**TEXTE À LIRE**

Ce qu'il faut retenir à la lumière de l'article 633.1 du CSR qui a préséance sur la LAAQ, c'est qu'en cas d'accident causé par un véhicule autonome dans le cadre d'un projet-pilote, le gouvernement du Québec a décidé de laisser au ministre la possibilité de tenir le fabricant du véhicule responsable des dommages qui pourraient survenir. Cependant, nous croyons que les lignes directrices entourant cette disposition devront être définies pour clarifier notamment l’exigence de preuve quant à la conclusion d’une responsabilité à l'encontre du fabricant.

Conclusion

Bien que les récents changements législatifs représentent un pas dans la bonne direction, plusieurs aspects tels la cybersécurité, la protection des renseignements personnels, les infrastructures, les assurances et la responsabilité ne sont toujours pas, à ce jour, régis par un cadre législatif. Nous espérons que la sortie récente du Rapport incitera le gouvernement du Québec à revoir ses lois et à prévoir d’autres modifications à apporter au CSR ainsi qu’à la LAAQ en matière de conduite autonome sur une base proactive. Reste à savoir quels impacts ces modifications auront en matière de sécurité, d’assurance et de responsabilité.

**EXTRAIT DES DONNÉES**
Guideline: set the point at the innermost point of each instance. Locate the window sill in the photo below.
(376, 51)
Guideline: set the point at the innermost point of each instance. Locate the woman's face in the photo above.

**OBJECTIF**
D'après le texte sur la conduite autonome au Québec, qui le ministre peut-il tenir responsable des dommages lors d'un accident causé par un véhicule autonome dans un projet-pilote ?

**CORRIGÉ**
Le fabricant du véhicule.